Problem statement:
Write out each line of the data below that includes the word "white", treating capital and lowercase letters as distinct.

Working data:
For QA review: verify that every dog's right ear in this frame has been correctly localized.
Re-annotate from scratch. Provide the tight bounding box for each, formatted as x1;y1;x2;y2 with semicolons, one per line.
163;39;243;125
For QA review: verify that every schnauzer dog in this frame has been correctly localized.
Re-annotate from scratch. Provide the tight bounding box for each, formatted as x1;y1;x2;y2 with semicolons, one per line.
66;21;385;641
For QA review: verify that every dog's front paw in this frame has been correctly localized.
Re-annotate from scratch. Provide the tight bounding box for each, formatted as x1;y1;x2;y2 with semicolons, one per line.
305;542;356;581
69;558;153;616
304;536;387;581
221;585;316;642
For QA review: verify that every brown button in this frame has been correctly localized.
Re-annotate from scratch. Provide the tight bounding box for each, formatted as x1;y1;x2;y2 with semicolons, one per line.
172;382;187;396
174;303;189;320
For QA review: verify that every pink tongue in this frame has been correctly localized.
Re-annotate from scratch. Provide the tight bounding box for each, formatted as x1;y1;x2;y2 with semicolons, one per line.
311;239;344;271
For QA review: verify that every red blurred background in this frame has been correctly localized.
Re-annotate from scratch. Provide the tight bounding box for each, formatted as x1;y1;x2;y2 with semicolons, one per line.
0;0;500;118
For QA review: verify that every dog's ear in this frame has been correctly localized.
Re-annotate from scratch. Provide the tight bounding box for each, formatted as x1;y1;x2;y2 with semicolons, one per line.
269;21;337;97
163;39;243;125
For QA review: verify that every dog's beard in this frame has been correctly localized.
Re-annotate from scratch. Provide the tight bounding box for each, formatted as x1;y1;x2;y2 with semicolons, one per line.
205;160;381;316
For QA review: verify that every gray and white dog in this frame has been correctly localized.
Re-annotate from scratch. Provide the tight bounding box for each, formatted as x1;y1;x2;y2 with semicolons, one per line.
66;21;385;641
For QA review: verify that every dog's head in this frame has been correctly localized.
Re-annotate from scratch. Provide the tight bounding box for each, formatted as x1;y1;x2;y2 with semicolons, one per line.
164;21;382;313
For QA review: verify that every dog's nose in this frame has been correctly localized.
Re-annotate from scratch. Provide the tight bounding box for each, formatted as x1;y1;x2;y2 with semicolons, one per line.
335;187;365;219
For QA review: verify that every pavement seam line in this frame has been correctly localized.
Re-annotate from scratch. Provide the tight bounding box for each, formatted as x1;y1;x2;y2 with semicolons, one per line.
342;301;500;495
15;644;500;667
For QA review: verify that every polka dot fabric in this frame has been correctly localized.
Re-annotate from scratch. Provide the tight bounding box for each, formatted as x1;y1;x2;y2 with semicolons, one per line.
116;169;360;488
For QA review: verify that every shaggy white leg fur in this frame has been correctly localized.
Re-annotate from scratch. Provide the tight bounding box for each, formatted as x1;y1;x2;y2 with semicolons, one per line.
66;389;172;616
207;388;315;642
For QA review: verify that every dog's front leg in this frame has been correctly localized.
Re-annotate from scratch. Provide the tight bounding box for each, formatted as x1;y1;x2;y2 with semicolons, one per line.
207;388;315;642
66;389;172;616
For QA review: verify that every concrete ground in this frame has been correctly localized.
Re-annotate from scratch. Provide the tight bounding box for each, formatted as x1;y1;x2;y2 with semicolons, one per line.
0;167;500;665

Task output:
For QA review: verify that every gray and white dog in this frame has been correctly localized.
For QA review: verify that every shaggy white leg fur in this frame has been correctly localized.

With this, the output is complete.